** Start of GIVEN PASSAGE **
Tuesday 2 December 2014

A Reconsideration of Values - Or: Putting Words in their Mouths, Thoughts in their Heads

Sometimes you stumble across a perfectly innocent scenario. Then the little demons that live in the imaginative subconscious kick in. An old background created for by the stalwart of 3D computer art, Angela Fox, (for the long-delayed, still to be completed, INSTITUTIONALISED comic-book project) happens to be at hand, and it just so happens that yours truly - while working on an image for and on behalf of Roger Benson yesterday and last night- had reason to assemble a new speech bubble... And it all just comes together.

I have to admit that like so much I have put out on my blogs of late, this has VERY little to do with the early sections of the - multi--part - book I am working on in its present incarnation, which does not, in its early stages at least, have much to do with any kind of institutional scenario. But it does make one think of what just might be plausible within the context - and under the auspices of - one of those early experimental psychology studies undertaken back in the days before ethics committees had much sway.
** End of GIVEN PASSAGE **
SET TASK 1
Rewrite the lines of the records from the line containing "If you could tag each instance of the off-road" through the final line of the records, inclusive. Keep each request line unchanged. Multiply every answer coordinate by 1.9 and round it to a whole number, with halves rounded up.
** Start of INFORMATION SUPPLIED **
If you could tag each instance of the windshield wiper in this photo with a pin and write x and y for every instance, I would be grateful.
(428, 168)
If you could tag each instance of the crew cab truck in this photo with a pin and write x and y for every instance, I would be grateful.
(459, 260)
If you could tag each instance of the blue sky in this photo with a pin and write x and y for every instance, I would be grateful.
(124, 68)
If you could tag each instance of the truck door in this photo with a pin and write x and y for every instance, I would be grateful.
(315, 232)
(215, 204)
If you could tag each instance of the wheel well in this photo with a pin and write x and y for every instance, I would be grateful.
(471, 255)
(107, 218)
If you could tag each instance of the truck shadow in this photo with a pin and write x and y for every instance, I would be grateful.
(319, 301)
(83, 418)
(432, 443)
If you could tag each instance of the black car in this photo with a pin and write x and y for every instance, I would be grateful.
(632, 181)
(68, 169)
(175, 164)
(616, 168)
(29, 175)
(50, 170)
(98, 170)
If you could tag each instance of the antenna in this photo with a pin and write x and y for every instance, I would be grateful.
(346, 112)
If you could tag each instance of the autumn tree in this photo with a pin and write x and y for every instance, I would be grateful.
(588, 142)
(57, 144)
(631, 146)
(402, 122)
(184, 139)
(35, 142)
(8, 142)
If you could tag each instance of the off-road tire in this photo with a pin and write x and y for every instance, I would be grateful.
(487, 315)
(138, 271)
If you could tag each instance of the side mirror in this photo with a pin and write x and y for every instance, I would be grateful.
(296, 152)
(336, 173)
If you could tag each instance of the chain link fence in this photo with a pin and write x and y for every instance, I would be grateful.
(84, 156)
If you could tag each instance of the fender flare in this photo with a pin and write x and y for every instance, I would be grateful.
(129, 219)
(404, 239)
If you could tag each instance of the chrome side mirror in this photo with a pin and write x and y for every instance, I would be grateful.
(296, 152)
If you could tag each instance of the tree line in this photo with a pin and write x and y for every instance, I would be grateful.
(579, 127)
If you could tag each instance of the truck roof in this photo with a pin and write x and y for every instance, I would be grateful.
** End of INFORMATION SUPPLIED **
SET TASK 2
Answer these questions about the blog post on the speech bubble.
(a) Who created the old background?
(b) On whose behalf was the author working on an image?
(c) What kind of studies from the days before ethics committees had much sway does the post mention?

EXPECTED OUTPUT 1
If you could tag each instance of the off-road tire in this photo with a pin and write x and y for every instance, I would be grateful.
(925, 599)
(262, 515)
If you could tag each instance of the side mirror in this photo with a pin and write x and y for every instance, I would be grateful.
(562, 289)
(638, 329)
If you could tag each instance of the chain link fence in this photo with a pin and write x and y for every instance, I would be grateful.
(160, 296)
If you could tag each instance of the fender flare in this photo with a pin and write x and y for every instance, I would be grateful.
(245, 416)
(768, 454)
If you could tag each instance of the chrome side mirror in this photo with a pin and write x and y for every instance, I would be grateful.
(562, 289)
If you could tag each instance of the tree line in this photo with a pin and write x and y for every instance, I would be grateful.
(1100, 241)
If you could tag each instance of the truck roof in this photo with a pin and write x and y for every instance, I would be grateful.

EXPECTED OUTPUT 2
(a) Angela Fox
(b) Roger Benson
(c) Early experimental psychology studies